• Arbeitsanweisungen
[a] Fasse den Seitenausschnitt über den VSK in zwei Sätzen zusammen.
[b] Tippe sämtliche Zeilen aus den Auszügen beschrifteter Regionsdaten vollständig und unverändert ab.

• Seitenausschnitt
Der VSK hat, wie man anerkennen muss, das Eis zwischen der bayerischen Politik und der Gamesbranche gebrochen. Und nicht nur dort. Sinner, das CAM und der VSK holten für den parlamentarischen Spieleabend im Bayerischen Landtag auch die beiden Verbände aus Berlin an Bord, den BIU und den G.A.M.E.. Drei Jahre später unterstützte der BIU dann wiederum junge Politiker:innen bei der Organisation der ersten "Politiker-LAN" im Deutschen Bundestag. Das Event war eindeutig vom bayerischen Parlamentsspieleabend inspiriert. Zwei der drei Organisator:innen der Politiker-LAN, namentlich Dorothee Bär und Jimmy Schulz, kamen zudem aus Bayern. Dass die Politiker-LAN, die 2013 ein zweites Mal stattfand, maßgeblich zur Verbesserung des Verständnisses der Bundespolitik für das Medium Games beitrug, ist ebenfalls unumstritten.

Doch wie schon beschrieben: Je mehr sich das Verhältnis zwischen Branche und Politik normalisierte, desto ruhiger wurde es um den VSK. Doch das bedeutete nicht, dass der Verein untätig war. Laut dem heutigen Vorsitzenden und einstigen Mitinitiator Hendrik Lesser führte der Verein im Lauf der Jahre hunderte Veranstaltungen im Werk1 wie die Games Lounge durch, die von Ehrenamtlichen wie Oliver Reynolds organisiert wurden. Im Werk1 baute der VSK zudem das Videospielarchiv auf, das nach einer Spende der GameStar 11.000 Videospiele, über 50 Spielkonsolen und mehrere hundert Computer- und Videospielzeitschriften aus über 50 Jahren Videospielgeschichte umfasst. Lange Zeit war das VSK-Archiv neben dem Computerspielemuseum und dem USK-Archiv eine der umfangreichsten Gamessammlungen in Deutschland.

Die vom Palamentarischen Spieleabend inspirierte Politiker LAN gab reichlich Gelegenheit zum Dialog. Hier Justizministerin a. D. Brigitte Zypries im Gespräch mit Karsten Lehmann (Archivbild)

Auszüge aus beschrifteten Regionsdaten:
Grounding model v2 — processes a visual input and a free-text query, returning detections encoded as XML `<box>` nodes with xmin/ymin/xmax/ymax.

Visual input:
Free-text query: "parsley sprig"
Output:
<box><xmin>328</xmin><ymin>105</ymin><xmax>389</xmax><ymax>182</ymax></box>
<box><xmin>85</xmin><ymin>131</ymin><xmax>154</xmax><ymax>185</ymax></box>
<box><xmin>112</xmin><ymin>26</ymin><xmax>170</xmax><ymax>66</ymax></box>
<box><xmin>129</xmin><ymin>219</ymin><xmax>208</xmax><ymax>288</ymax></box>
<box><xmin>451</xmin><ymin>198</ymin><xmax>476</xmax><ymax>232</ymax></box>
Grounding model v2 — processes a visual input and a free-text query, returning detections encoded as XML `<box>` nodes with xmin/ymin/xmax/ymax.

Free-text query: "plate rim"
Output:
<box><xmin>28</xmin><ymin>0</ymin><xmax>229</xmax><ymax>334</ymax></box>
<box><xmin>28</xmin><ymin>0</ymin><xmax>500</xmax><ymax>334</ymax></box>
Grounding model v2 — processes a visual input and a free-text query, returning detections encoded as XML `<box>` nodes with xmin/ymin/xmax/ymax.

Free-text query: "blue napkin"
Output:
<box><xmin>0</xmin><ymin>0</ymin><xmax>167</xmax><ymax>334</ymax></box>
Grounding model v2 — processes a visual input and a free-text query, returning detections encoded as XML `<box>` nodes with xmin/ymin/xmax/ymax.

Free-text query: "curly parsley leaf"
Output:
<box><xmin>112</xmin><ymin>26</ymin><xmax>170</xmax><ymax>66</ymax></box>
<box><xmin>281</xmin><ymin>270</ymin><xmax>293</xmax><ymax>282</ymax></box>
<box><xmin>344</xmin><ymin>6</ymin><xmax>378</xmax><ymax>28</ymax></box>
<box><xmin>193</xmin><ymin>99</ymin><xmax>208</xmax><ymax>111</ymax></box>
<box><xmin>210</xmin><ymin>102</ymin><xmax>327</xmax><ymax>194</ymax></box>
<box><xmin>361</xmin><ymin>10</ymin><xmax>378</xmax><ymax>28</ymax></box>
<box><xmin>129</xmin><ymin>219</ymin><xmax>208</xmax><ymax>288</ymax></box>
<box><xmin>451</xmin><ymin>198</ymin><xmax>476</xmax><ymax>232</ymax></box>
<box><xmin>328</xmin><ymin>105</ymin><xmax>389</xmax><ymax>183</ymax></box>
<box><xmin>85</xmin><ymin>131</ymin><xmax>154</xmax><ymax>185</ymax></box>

• Lösungen
[a] Der VSK brach das Eis zwischen der bayerischen Politik und der Gamesbranche, etwa mit dem parlamentarischen Spieleabend im Bayerischen Landtag, der später die Politiker-LAN im Deutschen Bundestag inspirierte. Als es ruhiger um den Verein wurde, führte er trotzdem hunderte Veranstaltungen im Werk1 durch und baute dort ein Videospielarchiv auf, das lange zu den umfangreichsten Gamessammlungen in Deutschland gehörte.

[b]
Grounding model v2 — processes a visual input and a free-text query, returning detections encoded as XML `<box>` nodes with xmin/ymin/xmax/ymax.

Visual input:
Free-text query: "parsley sprig"
Output:
<box><xmin>328</xmin><ymin>105</ymin><xmax>389</xmax><ymax>182</ymax></box>
<box><xmin>85</xmin><ymin>131</ymin><xmax>154</xmax><ymax>185</ymax></box>
<box><xmin>112</xmin><ymin>26</ymin><xmax>170</xmax><ymax>66</ymax></box>
<box><xmin>129</xmin><ymin>219</ymin><xmax>208</xmax><ymax>288</ymax></box>
<box><xmin>451</xmin><ymin>198</ymin><xmax>476</xmax><ymax>232</ymax></box>
Grounding model v2 — processes a visual input and a free-text query, returning detections encoded as XML `<box>` nodes with xmin/ymin/xmax/ymax.

Free-text query: "plate rim"
Output:
<box><xmin>28</xmin><ymin>0</ymin><xmax>229</xmax><ymax>334</ymax></box>
<box><xmin>28</xmin><ymin>0</ymin><xmax>500</xmax><ymax>334</ymax></box>
Grounding model v2 — processes a visual input and a free-text query, returning detections encoded as XML `<box>` nodes with xmin/ymin/xmax/ymax.

Free-text query: "blue napkin"
Output:
<box><xmin>0</xmin><ymin>0</ymin><xmax>167</xmax><ymax>334</ymax></box>
Grounding model v2 — processes a visual input and a free-text query, returning detections encoded as XML `<box>` nodes with xmin/ymin/xmax/ymax.

Free-text query: "curly parsley leaf"
Output:
<box><xmin>112</xmin><ymin>26</ymin><xmax>170</xmax><ymax>66</ymax></box>
<box><xmin>281</xmin><ymin>270</ymin><xmax>293</xmax><ymax>282</ymax></box>
<box><xmin>344</xmin><ymin>6</ymin><xmax>378</xmax><ymax>28</ymax></box>
<box><xmin>193</xmin><ymin>99</ymin><xmax>208</xmax><ymax>111</ymax></box>
<box><xmin>210</xmin><ymin>102</ymin><xmax>327</xmax><ymax>194</ymax></box>
<box><xmin>361</xmin><ymin>10</ymin><xmax>378</xmax><ymax>28</ymax></box>
<box><xmin>129</xmin><ymin>219</ymin><xmax>208</xmax><ymax>288</ymax></box>
<box><xmin>451</xmin><ymin>198</ymin><xmax>476</xmax><ymax>232</ymax></box>
<box><xmin>328</xmin><ymin>105</ymin><xmax>389</xmax><ymax>183</ymax></box>
<box><xmin>85</xmin><ymin>131</ymin><xmax>154</xmax><ymax>185</ymax></box>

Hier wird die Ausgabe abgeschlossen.